> [TASK BRIEF]
Could you copy exactly the lines from the one containing "</instance>" through the last line of the records below, and nothing else?

[Segmentation mask data]
* * * * *

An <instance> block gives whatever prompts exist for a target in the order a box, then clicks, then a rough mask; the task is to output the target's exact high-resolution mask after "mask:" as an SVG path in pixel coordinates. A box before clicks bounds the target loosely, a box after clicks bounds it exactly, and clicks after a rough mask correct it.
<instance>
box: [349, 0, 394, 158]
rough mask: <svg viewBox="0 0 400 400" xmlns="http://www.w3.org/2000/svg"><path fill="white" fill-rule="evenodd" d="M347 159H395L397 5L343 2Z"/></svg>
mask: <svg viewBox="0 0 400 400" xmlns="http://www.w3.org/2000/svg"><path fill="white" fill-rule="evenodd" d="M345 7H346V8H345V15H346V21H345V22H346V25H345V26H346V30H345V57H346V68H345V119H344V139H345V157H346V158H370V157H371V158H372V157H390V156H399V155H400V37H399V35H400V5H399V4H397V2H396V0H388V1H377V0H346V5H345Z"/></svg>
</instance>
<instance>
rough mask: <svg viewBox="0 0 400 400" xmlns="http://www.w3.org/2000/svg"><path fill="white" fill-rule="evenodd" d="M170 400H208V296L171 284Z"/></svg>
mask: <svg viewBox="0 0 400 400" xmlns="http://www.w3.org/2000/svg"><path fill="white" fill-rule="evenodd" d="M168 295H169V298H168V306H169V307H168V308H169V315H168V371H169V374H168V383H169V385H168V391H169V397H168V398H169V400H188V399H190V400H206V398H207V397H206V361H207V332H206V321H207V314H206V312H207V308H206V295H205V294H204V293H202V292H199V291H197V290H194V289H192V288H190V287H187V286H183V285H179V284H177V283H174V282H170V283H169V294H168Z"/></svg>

* * * * *

> [TASK OUTPUT]
</instance>
<instance>
rough mask: <svg viewBox="0 0 400 400" xmlns="http://www.w3.org/2000/svg"><path fill="white" fill-rule="evenodd" d="M170 400H208V296L171 284Z"/></svg>
mask: <svg viewBox="0 0 400 400" xmlns="http://www.w3.org/2000/svg"><path fill="white" fill-rule="evenodd" d="M168 295H169V298H168V306H169V307H168V308H169V315H168V371H169V374H168V383H169V385H168V391H169V397H168V398H169V400H188V399H190V400H206V398H207V397H206V361H207V332H206V321H207V314H206V312H207V308H206V295H205V294H204V293H202V292H199V291H197V290H194V289H192V288H190V287H187V286H183V285H179V284H177V283H174V282H170V283H169V294H168Z"/></svg>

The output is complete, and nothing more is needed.